■ Excerpted text ■
___
POGUE: 12:41:22;22 / So (LAUGHTER) / attached to a picture or video is going to be this invisible certificate of authenticity and provenance. Is that a good way to describe it?

HORVITZ: 12:41:37;24 Absolutely. / think about it as– a– certification that /- a trusted source of the information– who published it– certifies exactly what you’re seeing. And if not, you can see who’s changed it. /

Microsoft refers to this invisible document as a manifest—as in “manifest,” the document that lists what’s on a ship or who’s on a plane. Sometimes you’ll hear it referred to as the provenance of a photo or video, as in “provenance,” the document that lists who’s owned a certain painting. Microsoft called its initiative—Project Origin.

Henrique: We’re forming a coalition of many institutions, including the BBC, the CBC Radio Canada, the NY Times, and Microsoft. We call this coalition, Project Origin.

So now we had two competing programs. Adobe with its Content Authenticity Initiative, and Microsoft with is its Project Origin. Well, that’s just what we need. Another format war, like VHS-Betamax. iPhone/Android. Playstation/Xbox. Mac/Windows. Coke/Pepsi.

Ah, but there’s a delicious twist. See, neither company plans to make money from their inventions. I heard that from Adobe…

RAO: 15:06:21 / This is an open standard. We founded this to be open so anyone can build this technology. / We’re not charging separately for it. No one is. This is something we’re all doing to come together for the common good.

…and from Microsoft.

HORVITZ: 12:50:04;24 /Microsoft has a– long tradition of being very interested in not just– technology, but socio-technical issues. The influence of technology on people and society. / As chief scientific officer, I oversee– a whole set of projects in the area of technical responsibility, including being responsible about advances in AI, artificial intelligence– and its influences on– on– on organizations, on people and society/.

And since this provenance business wasn’t going to be a profit center for either company, they did something amazing: They decided to work together.

HORVITZ: 13:08:31;19 Project Origin / coming together with the– the Content Authenticity Initiative, led by Adobe, bringing those teams together, forming a standards body– called C2PA, the Con– the Coalition for Content Provenance and Authenticity, generating a standard now being sucked in by all these companies who say, “My tools will talk to that standard.”
___
(Saved entries)
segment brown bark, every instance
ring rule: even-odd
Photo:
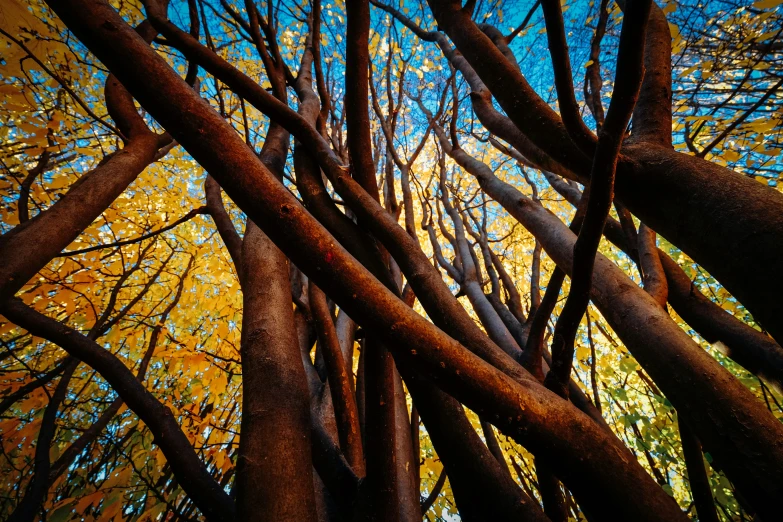
[[[296,339],[288,260],[248,221],[242,245],[242,433],[237,513],[315,520],[310,393]]]
[[[70,0],[69,4],[73,1],[76,0]],[[398,347],[395,349],[401,357],[409,357],[425,373],[438,377],[439,385],[457,395],[469,407],[491,409],[503,429],[524,441],[534,452],[547,452],[551,441],[565,442],[565,438],[572,438],[567,444],[560,445],[558,442],[563,453],[556,459],[558,475],[566,483],[571,482],[569,489],[572,491],[581,489],[585,493],[584,498],[591,498],[589,493],[595,493],[597,498],[601,496],[598,491],[624,491],[625,484],[632,480],[645,493],[617,495],[618,502],[612,506],[613,514],[620,512],[638,520],[681,519],[679,511],[672,511],[671,502],[665,494],[650,487],[649,477],[638,465],[624,462],[620,458],[625,454],[624,450],[609,441],[592,421],[539,386],[523,386],[491,369],[418,317],[357,266],[282,185],[270,177],[269,172],[246,149],[241,138],[206,104],[194,99],[192,91],[187,90],[186,84],[176,78],[161,58],[140,48],[132,37],[128,38],[116,14],[100,4],[92,4],[91,14],[94,16],[77,19],[68,16],[68,10],[61,9],[65,6],[64,2],[53,4],[69,27],[98,53],[104,63],[123,75],[142,105],[221,182],[240,208],[247,209],[253,220],[267,229],[297,266],[311,275],[351,317],[363,326],[383,332],[390,339],[390,346]],[[111,25],[110,32],[107,32],[106,22]],[[97,45],[98,42],[101,45]],[[127,56],[135,59],[124,59]],[[145,81],[139,82],[134,81],[138,78],[133,74],[135,70],[155,71],[156,74],[147,74]],[[160,103],[162,99],[166,102]],[[209,137],[195,131],[203,128],[212,130]],[[298,234],[286,233],[290,230],[296,230]],[[406,234],[406,237],[409,236]],[[410,346],[410,349],[399,348],[402,346]],[[437,347],[437,355],[433,347]],[[416,350],[416,355],[410,350]],[[531,396],[542,402],[529,400]],[[520,408],[520,401],[524,402],[524,409]],[[547,404],[546,409],[541,406],[543,403]],[[546,422],[542,421],[544,416]],[[517,417],[520,421],[504,420]],[[516,427],[522,419],[525,420],[525,430],[519,431]],[[574,422],[579,429],[565,428],[567,423]],[[543,435],[544,432],[550,441],[547,444],[543,444],[543,438],[533,435]],[[609,448],[615,448],[619,453]],[[569,464],[566,465],[566,462]],[[591,480],[580,479],[583,474]],[[657,488],[654,483],[653,486]],[[595,508],[596,512],[607,509],[594,502],[591,509]]]

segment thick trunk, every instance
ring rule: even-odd
[[[242,520],[315,520],[310,392],[291,306],[288,260],[248,221],[242,246]]]
[[[129,34],[115,12],[88,0],[53,0],[51,5],[110,69],[122,75],[142,106],[215,176],[240,208],[363,328],[381,333],[400,357],[436,378],[466,406],[491,415],[496,425],[531,451],[551,454],[558,476],[571,491],[583,493],[580,498],[591,512],[635,520],[683,519],[670,497],[592,420],[540,385],[511,380],[490,367],[384,289],[315,222],[241,137],[161,57]],[[74,16],[75,12],[90,16]],[[629,483],[635,485],[631,490]],[[616,502],[604,505],[606,495]]]
[[[573,233],[543,207],[494,176],[480,181],[536,236],[558,266],[570,273]],[[771,516],[775,509],[771,499],[783,492],[780,423],[654,299],[600,254],[591,298],[743,495],[762,516]]]
[[[430,5],[440,27],[522,133],[574,179],[585,182],[589,160],[521,73],[456,4],[431,0]],[[666,147],[635,144],[625,147],[623,154],[617,198],[704,266],[780,342],[783,326],[777,318],[783,315],[783,301],[778,296],[783,293],[783,278],[767,273],[783,258],[783,194]]]

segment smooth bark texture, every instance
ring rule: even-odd
[[[242,520],[315,520],[310,393],[294,327],[288,260],[252,221],[242,267],[241,429],[253,436],[240,439],[237,513]]]
[[[469,407],[484,413],[491,410],[502,429],[524,441],[534,453],[552,452],[551,444],[556,443],[558,475],[572,491],[580,490],[583,498],[595,499],[588,500],[591,511],[608,509],[598,501],[602,496],[599,491],[624,490],[633,480],[640,485],[639,494],[618,494],[612,515],[619,512],[637,520],[682,519],[642,468],[626,460],[626,450],[591,420],[539,385],[516,383],[492,369],[379,285],[271,176],[241,138],[160,57],[139,45],[105,4],[68,0],[51,5],[80,39],[121,75],[142,106],[207,168],[240,208],[246,209],[291,260],[359,324],[383,332],[396,353],[415,361],[425,374],[437,377],[440,386]],[[67,6],[83,12],[89,6],[92,16],[71,16],[73,10]],[[134,59],[126,59],[130,56]],[[144,82],[138,81],[137,73],[142,70],[148,71]],[[204,128],[212,130],[209,136],[197,130]],[[299,233],[286,234],[288,230]],[[520,429],[523,419],[524,429]],[[569,425],[574,429],[566,428]],[[544,433],[547,435],[540,437]]]

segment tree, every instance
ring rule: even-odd
[[[782,14],[0,7],[3,517],[775,520]]]

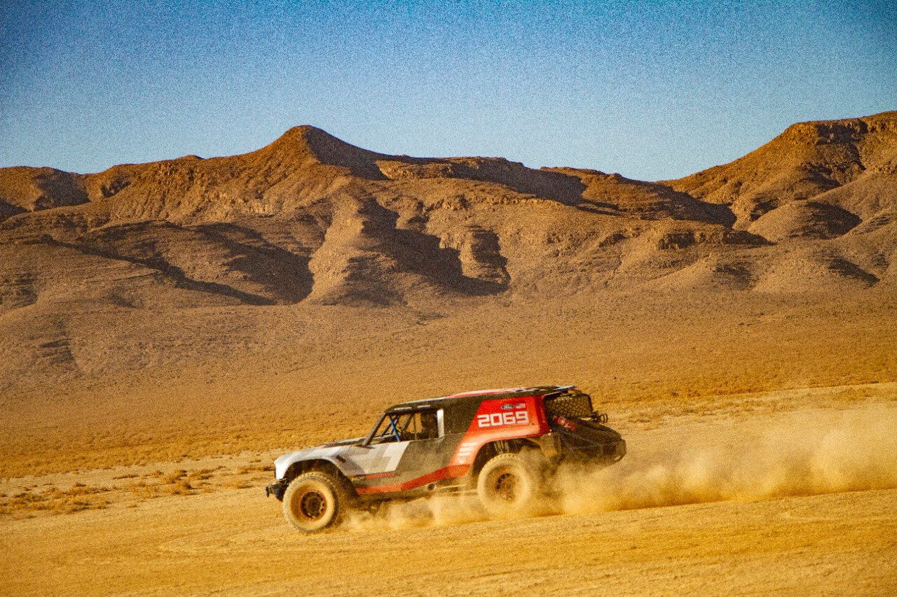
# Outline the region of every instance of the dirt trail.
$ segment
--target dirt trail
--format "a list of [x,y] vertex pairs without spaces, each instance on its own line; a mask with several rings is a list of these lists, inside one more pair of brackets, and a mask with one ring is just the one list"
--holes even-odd
[[[578,514],[518,521],[423,502],[305,536],[260,486],[4,517],[0,593],[889,595],[897,589],[893,429],[893,401],[632,427],[616,472],[593,478],[586,498],[568,504]],[[745,468],[752,451],[767,458],[761,469]],[[690,469],[702,476],[685,476],[684,454],[700,454],[719,460],[706,456],[711,465]],[[777,463],[789,466],[766,468]],[[805,482],[823,470],[849,474],[841,484]],[[732,480],[783,474],[794,482],[727,493],[738,489]],[[658,491],[674,485],[691,493]],[[621,492],[629,497],[601,500]],[[643,499],[626,501],[632,496]],[[683,502],[697,503],[615,510]]]

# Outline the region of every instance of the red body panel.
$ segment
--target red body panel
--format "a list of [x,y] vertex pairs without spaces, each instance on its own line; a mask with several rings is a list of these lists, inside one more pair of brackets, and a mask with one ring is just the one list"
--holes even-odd
[[542,396],[484,400],[464,434],[450,466],[470,466],[485,444],[497,439],[535,437],[550,430]]
[[[457,477],[463,477],[467,474],[467,470],[470,466],[447,466],[439,471],[433,471],[432,472],[423,475],[422,477],[418,477],[417,479],[412,479],[411,480],[405,481],[404,483],[394,483],[392,485],[377,485],[375,487],[356,487],[355,490],[359,494],[367,495],[372,493],[390,493],[393,491],[405,491],[407,489],[414,489],[414,488],[421,487],[422,485],[427,485],[429,483],[435,483],[436,481],[440,481],[445,479],[457,479]],[[371,475],[373,476],[373,475]]]

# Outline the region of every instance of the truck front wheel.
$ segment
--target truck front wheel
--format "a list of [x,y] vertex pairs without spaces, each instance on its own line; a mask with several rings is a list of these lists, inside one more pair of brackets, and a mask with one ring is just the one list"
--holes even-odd
[[304,532],[338,526],[351,508],[349,491],[326,472],[306,472],[290,482],[283,494],[283,515]]

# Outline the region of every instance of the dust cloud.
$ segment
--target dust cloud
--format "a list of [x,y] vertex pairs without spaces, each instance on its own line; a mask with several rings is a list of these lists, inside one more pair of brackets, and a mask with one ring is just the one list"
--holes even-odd
[[[806,413],[805,413],[806,415]],[[564,513],[745,501],[897,487],[897,419],[882,409],[785,418],[764,428],[676,437],[597,472],[567,467],[555,488]]]
[[[563,466],[538,514],[587,514],[719,501],[747,501],[897,488],[893,410],[839,417],[783,417],[761,428],[663,429],[642,449],[631,441],[619,463],[595,470]],[[658,440],[660,441],[658,441]],[[487,520],[475,496],[389,503],[357,513],[349,530],[448,526]]]

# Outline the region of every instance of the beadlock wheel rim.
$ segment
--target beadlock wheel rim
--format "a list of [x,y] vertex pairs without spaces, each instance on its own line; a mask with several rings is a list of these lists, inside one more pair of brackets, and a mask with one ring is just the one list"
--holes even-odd
[[519,480],[513,472],[503,472],[495,479],[495,495],[506,502],[517,499]]
[[297,514],[302,520],[315,522],[320,520],[327,509],[327,498],[317,489],[309,489],[299,497]]

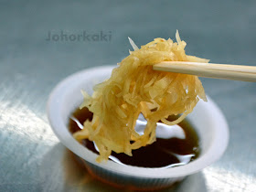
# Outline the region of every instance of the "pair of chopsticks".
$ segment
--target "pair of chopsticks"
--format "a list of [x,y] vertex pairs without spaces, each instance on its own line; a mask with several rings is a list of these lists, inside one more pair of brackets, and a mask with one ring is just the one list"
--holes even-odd
[[205,78],[256,81],[256,67],[187,61],[163,61],[153,66],[155,70],[185,73]]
___
■ What this task involves ■
Continue the transcript about photo and video provenance, starting right after Horvitz's remark on the C2PA standard.

■ Exercise output ■
POGUE: 13:09:14;12 What’s really impressive is that you’re / mentioning software companies, Microsoft, Adobe who are, in some realms, competitors. You’re saying that they all laid down their arms to work together on something to save democracy.

HORVITZ: 13:09:33;12 Yeah. /we do see, I wouldn’t say necessarily competitors, but– groups working together across the larger ecosystem.

OK, I’d like to insert here a little side note about novelists: I hate it when writers give several of their characters names that start with the same letter. Like, across 500 pages, I’m supposed to remember who’s Caleb, Calvin, Caden, and Cameron?

Well, we’re gonna have a similar situation here. Adobe’s coalition was called the Content Authenticity Initiative, and now the joint venture with Microsoft is called the Coalition for Content Provenance and Authenticity. And to make matters worse, the actual manifest, the data that describes the history of this photo and video—is called? Are you ready? The Content Credentials.

Sigh.

Anyway. Dana Rao gave me a demo on his laptop to show me how it’ll work.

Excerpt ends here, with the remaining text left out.